- Description of the task -
Update the rows from the line containing "target: tree canopy" through the end of the rows by replacing "even-odd" with "nonzero", and change nothing else.

- Input for this task -

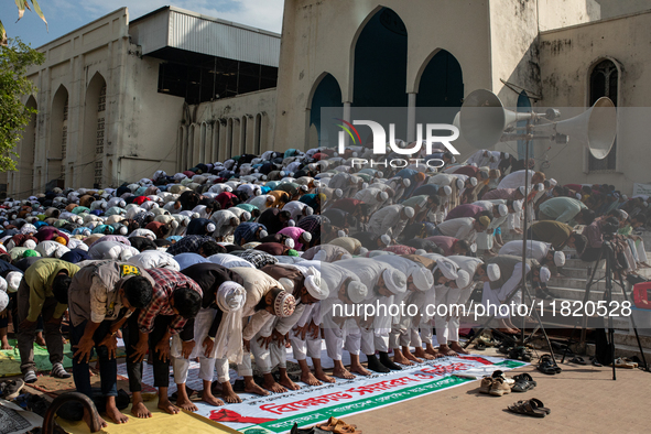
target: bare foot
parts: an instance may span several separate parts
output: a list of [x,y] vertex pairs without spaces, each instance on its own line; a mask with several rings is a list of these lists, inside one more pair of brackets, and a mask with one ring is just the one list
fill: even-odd
[[271,380],[271,381],[264,380],[263,386],[264,386],[264,389],[271,391],[272,393],[284,393],[287,391],[285,388],[283,388],[279,383],[276,383],[274,380]]
[[[260,394],[262,397],[267,397],[269,394],[269,392],[267,390],[262,389],[260,386],[256,384],[253,381],[251,381],[249,384],[245,384],[245,392]],[[230,401],[228,401],[228,399],[226,399],[226,400],[227,400],[227,402],[230,402]]]
[[[176,405],[172,404],[169,399],[161,400],[160,398],[159,398],[159,409],[161,409],[165,413],[170,413],[170,414],[178,414],[178,412],[181,411],[181,410],[178,410],[178,408]],[[196,409],[196,406],[195,406],[195,409]]]
[[151,412],[142,401],[133,402],[133,405],[131,406],[131,414],[140,419],[151,417]]
[[414,356],[420,357],[425,360],[434,360],[436,357],[434,355],[428,354],[423,349],[423,347],[417,347],[414,351]]
[[[224,401],[215,398],[213,395],[213,393],[210,393],[210,390],[204,390],[204,393],[202,394],[202,401],[204,401],[207,404],[215,405],[215,406],[224,405]],[[178,404],[178,402],[177,402],[177,404]]]
[[352,380],[355,378],[355,375],[350,373],[346,368],[335,368],[333,370],[333,376],[345,380]]
[[[99,414],[97,415],[97,417],[99,419],[99,426],[101,426],[102,428],[108,426],[108,423],[106,423],[106,421],[104,419],[101,419],[99,416]],[[86,425],[88,425],[88,427],[90,428],[93,423],[90,422],[93,419],[90,417],[90,413],[88,413],[86,410],[84,410],[84,422],[86,422]],[[93,430],[93,428],[91,428]],[[95,431],[96,432],[96,431]]]
[[371,375],[371,371],[369,371],[368,369],[366,369],[361,365],[350,365],[350,372],[357,372],[360,376],[370,376]]
[[422,364],[423,360],[416,358],[411,351],[408,349],[402,350],[402,355],[408,358],[408,360],[415,361],[416,364]]
[[402,354],[402,351],[399,350],[393,350],[393,362],[394,364],[400,364],[400,365],[405,365],[405,366],[412,366],[413,362],[409,361],[409,359],[406,357],[404,357],[404,355]]
[[322,386],[323,383],[314,377],[312,372],[302,372],[301,373],[301,381],[303,381],[307,386]]
[[113,423],[127,423],[129,422],[129,417],[126,414],[122,414],[117,408],[106,409],[106,415],[109,416]]
[[467,351],[459,345],[459,343],[449,343],[449,348],[457,354],[470,354],[470,351]]
[[193,402],[188,399],[188,398],[178,398],[176,400],[176,406],[182,408],[183,410],[186,411],[197,411],[199,409],[197,409],[197,406],[195,404],[193,404]]
[[455,351],[453,351],[447,345],[440,345],[438,352],[443,356],[458,356]]
[[330,376],[326,375],[323,370],[317,370],[314,372],[314,375],[316,376],[317,379],[319,379],[323,382],[329,382],[329,383],[337,382],[337,380],[335,380]]

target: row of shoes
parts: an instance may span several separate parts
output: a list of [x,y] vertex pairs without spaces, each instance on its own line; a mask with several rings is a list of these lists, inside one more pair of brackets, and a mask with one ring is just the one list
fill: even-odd
[[552,412],[538,398],[518,401],[513,403],[513,405],[509,405],[508,410],[512,413],[524,414],[532,417],[544,417]]
[[25,387],[25,382],[21,379],[3,381],[0,383],[0,397],[8,401],[14,400]]
[[501,397],[511,392],[527,392],[535,388],[538,383],[529,373],[521,373],[513,378],[507,378],[502,371],[495,371],[490,377],[484,377],[479,386],[479,393]]

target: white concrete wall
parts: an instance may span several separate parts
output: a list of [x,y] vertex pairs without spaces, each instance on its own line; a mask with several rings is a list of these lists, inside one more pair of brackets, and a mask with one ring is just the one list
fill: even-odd
[[[541,66],[545,107],[585,107],[592,67],[605,58],[619,65],[618,101],[620,119],[617,138],[617,170],[612,173],[585,173],[587,152],[571,143],[552,145],[545,172],[566,183],[608,183],[625,194],[633,183],[651,181],[649,138],[651,137],[651,11],[627,18],[545,32],[541,34]],[[631,112],[639,116],[634,118]],[[543,155],[544,144],[536,145]],[[560,153],[561,152],[561,153]]]

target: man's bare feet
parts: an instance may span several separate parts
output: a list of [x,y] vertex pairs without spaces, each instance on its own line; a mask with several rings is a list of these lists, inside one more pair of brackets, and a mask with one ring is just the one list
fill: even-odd
[[356,364],[356,365],[350,365],[350,372],[357,372],[360,376],[370,376],[371,372],[366,369],[364,366]]
[[303,381],[307,386],[322,386],[323,383],[314,377],[311,371],[301,372],[301,381]]
[[172,404],[169,399],[161,399],[161,397],[159,397],[159,409],[170,414],[178,414],[178,412],[181,411],[176,405]]
[[459,345],[459,343],[453,343],[453,341],[451,341],[449,343],[449,348],[453,351],[457,352],[457,354],[470,354],[470,351],[467,351],[464,347],[462,347]]
[[416,347],[414,351],[414,356],[420,357],[421,359],[425,360],[434,360],[436,357],[434,355],[428,354],[423,349],[423,347]]
[[325,373],[323,371],[323,369],[317,369],[314,371],[314,376],[319,379],[323,382],[329,382],[329,383],[335,383],[337,382],[337,380],[335,380],[334,378],[332,378],[330,376],[328,376],[327,373]]
[[438,352],[443,356],[458,356],[455,351],[453,351],[447,345],[440,345]]
[[[99,416],[99,414],[97,415],[97,417],[99,419],[99,425],[100,425],[102,428],[105,428],[105,427],[107,427],[107,426],[108,426],[108,423],[106,423],[106,421],[105,421],[104,419],[101,419],[101,417]],[[93,430],[93,427],[91,427],[91,425],[93,425],[93,423],[91,423],[91,420],[93,420],[93,419],[90,417],[90,413],[88,413],[88,412],[86,411],[86,409],[84,409],[84,417],[83,417],[83,419],[84,419],[84,422],[86,422],[86,425],[88,425],[88,427],[89,427],[90,430]],[[116,422],[116,423],[118,423],[118,422]],[[93,433],[96,433],[97,431],[91,431],[91,432],[93,432]]]
[[[247,389],[245,388],[245,391]],[[262,391],[269,394],[269,392],[267,392],[265,390]],[[221,383],[221,398],[224,398],[224,401],[228,402],[229,404],[237,404],[239,402],[242,402],[242,399],[232,390],[232,386],[230,386],[230,382],[228,381]]]
[[422,364],[423,360],[419,359],[417,357],[415,357],[413,354],[411,354],[411,351],[409,350],[409,348],[403,347],[402,348],[402,355],[404,357],[408,358],[408,360],[414,361],[416,364]]
[[394,364],[400,364],[400,365],[405,365],[405,366],[412,366],[413,362],[410,361],[406,357],[404,357],[404,355],[402,354],[401,350],[399,349],[393,349],[393,362]]
[[133,401],[133,405],[131,405],[131,414],[140,419],[151,417],[151,412],[142,401]]
[[350,373],[348,369],[344,367],[335,367],[335,369],[333,370],[333,376],[343,378],[345,380],[352,380],[355,378],[355,375]]
[[260,394],[262,397],[267,397],[269,394],[269,392],[267,390],[264,390],[260,386],[256,384],[252,377],[251,377],[250,381],[247,381],[247,379],[245,379],[245,392]]

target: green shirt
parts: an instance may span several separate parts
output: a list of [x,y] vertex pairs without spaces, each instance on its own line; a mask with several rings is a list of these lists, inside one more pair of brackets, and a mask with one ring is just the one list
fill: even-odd
[[[43,310],[45,299],[53,297],[52,283],[59,271],[66,270],[68,275],[73,278],[79,267],[74,263],[62,261],[61,259],[45,258],[40,259],[32,267],[25,271],[25,283],[30,286],[30,310],[28,313],[28,321],[35,323]],[[68,306],[58,303],[54,310],[54,317],[61,318]]]

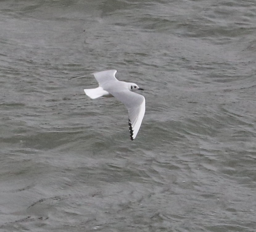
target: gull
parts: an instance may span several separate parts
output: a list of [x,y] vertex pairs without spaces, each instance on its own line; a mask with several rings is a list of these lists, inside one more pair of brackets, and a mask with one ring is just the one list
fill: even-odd
[[135,83],[118,81],[115,76],[117,71],[106,70],[91,74],[99,83],[99,87],[84,91],[92,99],[114,97],[125,105],[128,110],[130,137],[132,141],[138,134],[146,110],[145,98],[134,91],[143,90]]

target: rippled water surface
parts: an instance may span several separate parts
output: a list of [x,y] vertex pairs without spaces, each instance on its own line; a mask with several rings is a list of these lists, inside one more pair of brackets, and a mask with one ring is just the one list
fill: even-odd
[[[254,1],[0,2],[0,231],[256,231]],[[108,69],[145,90],[83,89]]]

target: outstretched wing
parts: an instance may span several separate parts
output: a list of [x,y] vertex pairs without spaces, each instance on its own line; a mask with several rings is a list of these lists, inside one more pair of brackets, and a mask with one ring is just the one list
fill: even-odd
[[128,110],[130,137],[133,140],[138,134],[145,114],[145,98],[128,89],[110,93],[124,104]]
[[102,86],[108,82],[118,81],[115,76],[117,71],[116,70],[106,70],[91,74],[99,82],[99,86]]

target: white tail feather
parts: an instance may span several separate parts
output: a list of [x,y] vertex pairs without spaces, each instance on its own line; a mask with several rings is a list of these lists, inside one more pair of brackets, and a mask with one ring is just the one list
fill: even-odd
[[92,99],[109,94],[109,92],[103,89],[102,87],[98,87],[95,89],[85,89],[84,91],[85,94]]

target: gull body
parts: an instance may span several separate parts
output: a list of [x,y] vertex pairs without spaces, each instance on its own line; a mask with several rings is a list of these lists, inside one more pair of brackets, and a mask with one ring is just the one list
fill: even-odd
[[91,74],[99,83],[99,87],[84,90],[93,99],[114,97],[125,105],[128,110],[130,137],[133,140],[138,132],[146,110],[145,98],[134,91],[143,90],[135,83],[118,81],[115,76],[117,72],[106,70]]

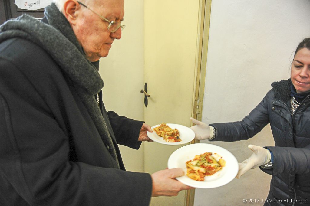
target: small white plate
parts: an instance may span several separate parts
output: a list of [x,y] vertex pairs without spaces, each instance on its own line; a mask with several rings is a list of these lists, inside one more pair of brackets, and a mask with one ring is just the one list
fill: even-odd
[[[180,134],[180,138],[181,139],[182,141],[176,142],[166,142],[164,139],[163,138],[157,135],[157,134],[155,132],[155,131],[154,130],[153,131],[153,132],[150,132],[148,131],[147,133],[148,136],[150,138],[150,139],[154,142],[164,144],[175,145],[188,143],[193,140],[195,138],[195,133],[194,132],[194,131],[192,130],[189,127],[176,124],[167,123],[166,124],[169,126],[172,129],[176,129],[179,130]],[[160,124],[157,125],[153,126],[151,128],[152,128],[152,129],[153,129],[154,128],[159,126],[160,125]]]
[[[210,176],[205,177],[204,181],[197,181],[186,175],[186,162],[193,160],[195,155],[205,152],[216,153],[226,161],[222,169]],[[185,174],[176,179],[183,184],[196,188],[214,188],[228,183],[236,177],[239,165],[237,159],[228,150],[210,144],[192,144],[182,147],[173,153],[168,159],[168,168],[180,168]]]

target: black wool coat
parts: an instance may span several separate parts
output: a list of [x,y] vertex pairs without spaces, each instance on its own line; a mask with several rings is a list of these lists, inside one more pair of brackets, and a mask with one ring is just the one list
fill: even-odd
[[138,149],[143,122],[100,106],[121,169],[51,56],[21,38],[0,44],[0,205],[148,205],[150,175],[125,171],[117,146]]
[[292,115],[291,85],[290,79],[272,83],[241,121],[210,125],[216,130],[214,141],[233,142],[253,137],[270,123],[275,145],[268,147],[273,169],[261,169],[272,176],[265,205],[310,205],[310,94]]

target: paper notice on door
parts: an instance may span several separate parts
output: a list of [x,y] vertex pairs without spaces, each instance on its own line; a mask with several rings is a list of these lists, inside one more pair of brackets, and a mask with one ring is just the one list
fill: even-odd
[[37,10],[50,5],[53,0],[15,0],[15,4],[19,9]]

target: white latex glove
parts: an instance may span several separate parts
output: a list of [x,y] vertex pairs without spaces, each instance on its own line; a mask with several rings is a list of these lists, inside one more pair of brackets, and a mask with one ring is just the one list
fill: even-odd
[[[195,139],[202,140],[210,138],[211,135],[210,126],[192,117],[190,118],[190,120],[193,123],[196,125],[189,128],[195,132]],[[213,134],[213,132],[212,133]]]
[[249,158],[239,164],[239,171],[236,178],[239,178],[250,169],[269,162],[271,159],[270,151],[267,149],[251,144],[249,145],[248,147],[254,153]]

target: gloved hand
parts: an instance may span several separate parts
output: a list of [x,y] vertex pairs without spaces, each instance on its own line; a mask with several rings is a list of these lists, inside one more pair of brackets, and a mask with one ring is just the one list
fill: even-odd
[[248,147],[254,153],[249,158],[239,163],[239,171],[236,178],[239,178],[250,169],[269,162],[271,159],[270,151],[267,149],[251,144]]
[[210,129],[209,125],[192,117],[190,118],[190,120],[196,125],[189,128],[195,132],[195,139],[201,140],[210,138]]

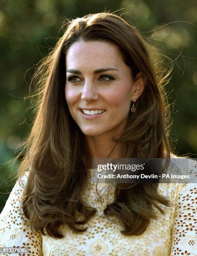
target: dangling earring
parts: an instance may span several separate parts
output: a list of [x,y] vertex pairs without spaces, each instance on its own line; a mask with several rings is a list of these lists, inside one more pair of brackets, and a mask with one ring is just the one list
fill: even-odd
[[136,110],[135,107],[134,106],[135,102],[135,99],[134,99],[134,103],[133,103],[133,105],[132,106],[131,108],[131,111],[132,112],[135,112],[135,110]]

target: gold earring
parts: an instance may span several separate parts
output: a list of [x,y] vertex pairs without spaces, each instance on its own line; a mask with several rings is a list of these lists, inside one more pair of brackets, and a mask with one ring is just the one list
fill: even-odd
[[132,106],[131,108],[131,111],[132,112],[135,112],[135,110],[136,110],[135,109],[135,107],[134,106],[135,102],[135,99],[134,99],[134,103],[133,103],[133,105]]

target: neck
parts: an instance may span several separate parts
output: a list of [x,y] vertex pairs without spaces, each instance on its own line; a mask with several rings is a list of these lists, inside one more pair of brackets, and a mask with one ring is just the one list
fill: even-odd
[[92,158],[120,157],[121,147],[120,143],[100,136],[87,136],[86,138]]

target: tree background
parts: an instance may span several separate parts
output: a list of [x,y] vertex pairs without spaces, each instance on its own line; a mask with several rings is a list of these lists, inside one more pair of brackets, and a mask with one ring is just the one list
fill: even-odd
[[167,90],[172,90],[172,85],[174,88],[170,100],[175,102],[170,133],[173,150],[196,157],[196,0],[1,0],[0,212],[15,182],[12,177],[17,173],[17,165],[12,170],[10,164],[16,147],[30,127],[31,101],[24,98],[29,95],[35,65],[62,35],[60,29],[66,17],[105,10],[122,14],[149,43],[164,49],[174,60],[171,85],[167,86]]

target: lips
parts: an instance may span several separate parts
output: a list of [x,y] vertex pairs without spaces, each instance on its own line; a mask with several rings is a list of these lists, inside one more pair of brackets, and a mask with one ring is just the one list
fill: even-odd
[[[105,110],[103,109],[98,110],[94,109],[94,110],[92,109],[91,110],[90,110],[90,109],[88,110],[87,110],[86,109],[86,110],[84,108],[80,109],[80,110],[82,114],[82,116],[85,119],[93,119],[97,118],[99,118],[99,117],[102,115],[106,111]],[[83,110],[84,111],[85,110],[85,113],[84,113]],[[97,111],[100,111],[101,113],[99,113],[98,112],[97,113]]]

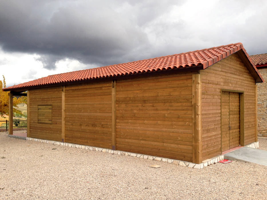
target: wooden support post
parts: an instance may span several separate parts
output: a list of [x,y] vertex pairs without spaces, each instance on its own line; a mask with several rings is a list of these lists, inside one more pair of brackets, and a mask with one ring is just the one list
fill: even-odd
[[201,82],[199,74],[192,75],[193,162],[202,162]]
[[9,125],[8,128],[8,134],[13,135],[13,94],[11,91],[9,95],[9,113],[8,115],[8,121]]
[[112,116],[111,117],[111,139],[112,148],[116,149],[116,80],[112,81],[111,88]]
[[255,141],[258,141],[258,87],[255,84]]
[[27,137],[30,137],[30,91],[27,92]]
[[62,86],[62,142],[65,141],[65,86]]
[[244,93],[240,93],[240,146],[245,145],[245,101],[244,100]]

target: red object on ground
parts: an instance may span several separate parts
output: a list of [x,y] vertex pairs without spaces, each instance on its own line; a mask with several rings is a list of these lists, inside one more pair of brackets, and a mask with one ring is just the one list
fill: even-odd
[[227,164],[228,163],[231,163],[231,162],[232,162],[232,161],[231,160],[227,160],[227,159],[224,159],[224,160],[222,160],[220,161],[219,161],[219,163],[224,163],[225,164]]

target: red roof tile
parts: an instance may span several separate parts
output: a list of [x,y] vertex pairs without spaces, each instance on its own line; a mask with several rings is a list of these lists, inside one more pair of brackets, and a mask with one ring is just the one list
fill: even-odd
[[18,89],[27,89],[30,87],[202,65],[203,69],[205,69],[240,49],[243,50],[260,79],[262,79],[244,48],[243,45],[238,43],[171,55],[51,75],[9,87],[3,90],[9,91]]
[[252,55],[249,57],[256,67],[258,65],[267,64],[267,53]]

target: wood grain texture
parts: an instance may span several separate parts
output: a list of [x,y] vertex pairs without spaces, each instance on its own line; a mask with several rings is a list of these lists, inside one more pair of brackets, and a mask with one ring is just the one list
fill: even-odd
[[62,85],[62,92],[61,139],[65,141],[65,86]]
[[27,91],[27,137],[30,137],[30,119],[31,113],[30,113],[30,91]]
[[[61,87],[31,90],[28,109],[30,114],[29,119],[29,137],[40,139],[61,141]],[[52,105],[51,124],[38,123],[38,105]]]
[[112,148],[111,82],[66,85],[66,142]]
[[11,91],[9,93],[8,113],[8,134],[13,135],[13,94]]
[[192,161],[192,74],[149,78],[116,83],[116,149]]
[[192,79],[193,162],[197,164],[202,162],[201,84],[200,74],[193,75]]
[[111,134],[113,150],[116,149],[116,80],[112,81],[112,116]]
[[[255,141],[255,80],[238,54],[201,71],[202,159],[221,154],[221,90],[244,91],[244,145]],[[223,110],[223,109],[222,109]]]

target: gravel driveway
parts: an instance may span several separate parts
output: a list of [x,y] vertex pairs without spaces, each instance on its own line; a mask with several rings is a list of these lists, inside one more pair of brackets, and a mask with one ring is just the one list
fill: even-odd
[[[267,139],[259,141],[267,149]],[[267,167],[252,163],[192,169],[0,132],[1,199],[266,199],[266,177]]]

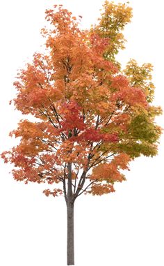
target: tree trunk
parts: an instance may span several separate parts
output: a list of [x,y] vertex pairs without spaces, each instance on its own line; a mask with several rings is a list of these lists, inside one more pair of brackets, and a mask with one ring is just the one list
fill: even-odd
[[74,265],[74,203],[67,206],[67,265]]

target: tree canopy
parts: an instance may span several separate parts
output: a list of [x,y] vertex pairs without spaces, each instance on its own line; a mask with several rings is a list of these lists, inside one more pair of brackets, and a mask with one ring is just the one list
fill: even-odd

- The response -
target: tree canopy
parts: an instance may span several separate parts
output: a list of [x,y] vertex pairs without spaces, each instance on its own line; a mask with several rings is a list of these lists, inside one more pair of brackets, and a mask with one ring is just the one list
fill: nonzero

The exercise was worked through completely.